[Begin Dataset entries]

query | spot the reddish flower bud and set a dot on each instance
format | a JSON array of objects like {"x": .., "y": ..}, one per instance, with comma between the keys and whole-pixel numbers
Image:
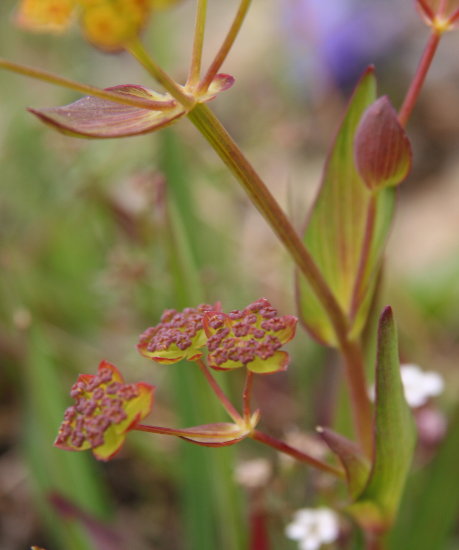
[{"x": 382, "y": 149}]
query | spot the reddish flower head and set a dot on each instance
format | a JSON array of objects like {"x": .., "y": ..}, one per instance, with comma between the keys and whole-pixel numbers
[
  {"x": 251, "y": 337},
  {"x": 179, "y": 335},
  {"x": 105, "y": 410}
]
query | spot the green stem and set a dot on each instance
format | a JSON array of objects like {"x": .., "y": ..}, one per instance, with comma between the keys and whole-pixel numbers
[
  {"x": 247, "y": 394},
  {"x": 262, "y": 437},
  {"x": 85, "y": 89},
  {"x": 230, "y": 409},
  {"x": 199, "y": 29},
  {"x": 226, "y": 46},
  {"x": 419, "y": 78},
  {"x": 136, "y": 49},
  {"x": 211, "y": 128}
]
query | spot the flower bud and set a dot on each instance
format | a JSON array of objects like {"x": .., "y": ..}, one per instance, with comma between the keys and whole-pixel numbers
[{"x": 382, "y": 149}]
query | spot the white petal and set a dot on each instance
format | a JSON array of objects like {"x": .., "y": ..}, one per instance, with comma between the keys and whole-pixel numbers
[
  {"x": 328, "y": 524},
  {"x": 295, "y": 531},
  {"x": 310, "y": 542}
]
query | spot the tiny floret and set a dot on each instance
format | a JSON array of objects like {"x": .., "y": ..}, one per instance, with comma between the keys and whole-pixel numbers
[
  {"x": 105, "y": 409},
  {"x": 312, "y": 528},
  {"x": 249, "y": 338},
  {"x": 419, "y": 386},
  {"x": 179, "y": 335}
]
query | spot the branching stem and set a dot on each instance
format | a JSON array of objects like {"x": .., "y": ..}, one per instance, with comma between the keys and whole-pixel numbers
[
  {"x": 230, "y": 409},
  {"x": 271, "y": 441},
  {"x": 198, "y": 43},
  {"x": 226, "y": 46},
  {"x": 136, "y": 49},
  {"x": 419, "y": 78}
]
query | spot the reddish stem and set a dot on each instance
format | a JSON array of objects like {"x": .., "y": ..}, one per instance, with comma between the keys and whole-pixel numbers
[
  {"x": 418, "y": 81},
  {"x": 295, "y": 453},
  {"x": 454, "y": 17},
  {"x": 230, "y": 409}
]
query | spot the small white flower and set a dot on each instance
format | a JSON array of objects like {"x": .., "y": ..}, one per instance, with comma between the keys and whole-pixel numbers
[
  {"x": 313, "y": 527},
  {"x": 419, "y": 386}
]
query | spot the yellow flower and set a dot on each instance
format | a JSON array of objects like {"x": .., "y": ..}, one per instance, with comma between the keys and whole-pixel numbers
[
  {"x": 108, "y": 24},
  {"x": 105, "y": 409}
]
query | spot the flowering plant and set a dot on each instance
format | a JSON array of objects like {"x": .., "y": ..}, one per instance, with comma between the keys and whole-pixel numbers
[{"x": 338, "y": 256}]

[End Dataset entries]

Exercise prompt
Scale the x and y coordinates in the answers by 2.5, rounding to whole numbers with halves going up. Write out again every line in the stretch from the line containing "query | spot the small" through the end of the records, requests included.

Full response
query | spot the small white flower and set a dot on each instance
format | a JSON array of objects like {"x": .., "y": ..}, one per instance, with comma between the keys and whole-pixel numbers
[
  {"x": 783, "y": 1318},
  {"x": 1048, "y": 965}
]
query | spot the yellow flower and set a dot on each instance
format | a JSON array of objects like {"x": .., "y": ..}, one per instance, with comma between the keys and whole-pixel numbers
[
  {"x": 270, "y": 60},
  {"x": 263, "y": 1023}
]
query | spot the flowering plant and set a dot on each instance
format | a JSON array of objects like {"x": .., "y": ..}, one per instance, with comma between the keys and whole-pixel numbers
[{"x": 845, "y": 640}]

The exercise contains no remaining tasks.